Hi, Jim. I actually wrote a couple of side messages to others interested
in this issue. Somehow I didn't think it was that big a deal but
I got one person supporting my statement and the other rejecting it.
I though about it a little and realized both were right.
Here's how I'll summarize my thoughts:
There are certain applications where if the answer doesn't come back within
a millisecond of when you want it to, then the program is worthless.
[I gave an example about a patriot missle imaging system that took a whole day to
compute when it was supposed to blow up.]
Even in less extreme situations such as a user interface that takes 3 seconds
instead of one, it can drive users [including me!] nuts.
Gensym's tightness has provided a valuable service to the community by clarifying
the issues with speed and garbage collection [I wish your list of fns that
aren't suppose to cons would make it into the CL2 spec.]
One guy argued that you'll never get all the bugs out of a big program, so
just make it fast. On the surface that sounds pretty stupid, but if
we reword it to say "Its more important to get the stuff that you
use a lot to be fast than to get every last little bug out of the
esoteric features that you rarely, if ever, use." then I think many of
us would agree.
I'll just bring up one additiohnal point for the other side.

(WRITTEN PROBLEM A): Write out all the records line by line, including their wording, but shift every coordinate in the answers by adding 46 to each number. Leave the pictures out.
The message and the records have nothing to do with each other.

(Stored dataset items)
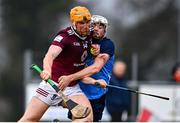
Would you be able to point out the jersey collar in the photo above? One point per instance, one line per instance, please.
(83, 38)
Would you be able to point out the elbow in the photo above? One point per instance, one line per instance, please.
(96, 70)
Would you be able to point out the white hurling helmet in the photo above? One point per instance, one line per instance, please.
(99, 19)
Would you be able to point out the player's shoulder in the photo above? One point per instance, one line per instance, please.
(107, 41)
(66, 32)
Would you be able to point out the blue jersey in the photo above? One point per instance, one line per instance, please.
(91, 91)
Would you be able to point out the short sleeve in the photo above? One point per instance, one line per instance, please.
(60, 40)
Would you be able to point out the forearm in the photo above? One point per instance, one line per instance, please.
(47, 63)
(99, 62)
(86, 72)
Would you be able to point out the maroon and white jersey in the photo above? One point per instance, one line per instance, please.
(72, 58)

(WRITTEN PROBLEM B): Transcribe the message about program speed between "Hi, Jim. I actually" and "program is worthless.", inclusive.

(WRITTEN REPLY A):
Would you be able to point out the jersey collar in the photo above? One point per instance, one line per instance, please.
(129, 84)
Would you be able to point out the elbow in the photo above? One point per instance, one line per instance, please.
(142, 116)
Would you be able to point out the white hurling helmet in the photo above? One point per instance, one line per instance, please.
(145, 65)
Would you be able to point out the player's shoulder in the photo above? One point per instance, one line per instance, please.
(153, 87)
(112, 78)
Would you be able to point out the blue jersey in the photo above? One point per instance, one line per instance, please.
(137, 137)
Would you be able to point out the short sleeve in the photo above? One point per instance, one line per instance, please.
(106, 86)
Would you be able to point out the forearm in the photo above? One point per instance, one line per instance, please.
(93, 109)
(145, 108)
(132, 118)
Would you be able to point out the maroon and white jersey in the photo above? One point per instance, one line per instance, please.
(118, 104)

(WRITTEN REPLY B):
Hi, Jim. I actually wrote a couple of side messages to others interested
in this issue. Somehow I didn't think it was that big a deal but
I got one person supporting my statement and the other rejecting it.
I though about it a little and realized both were right.
Here's how I'll summarize my thoughts:
There are certain applications where if the answer doesn't come back within
a millisecond of when you want it to, then the program is worthless.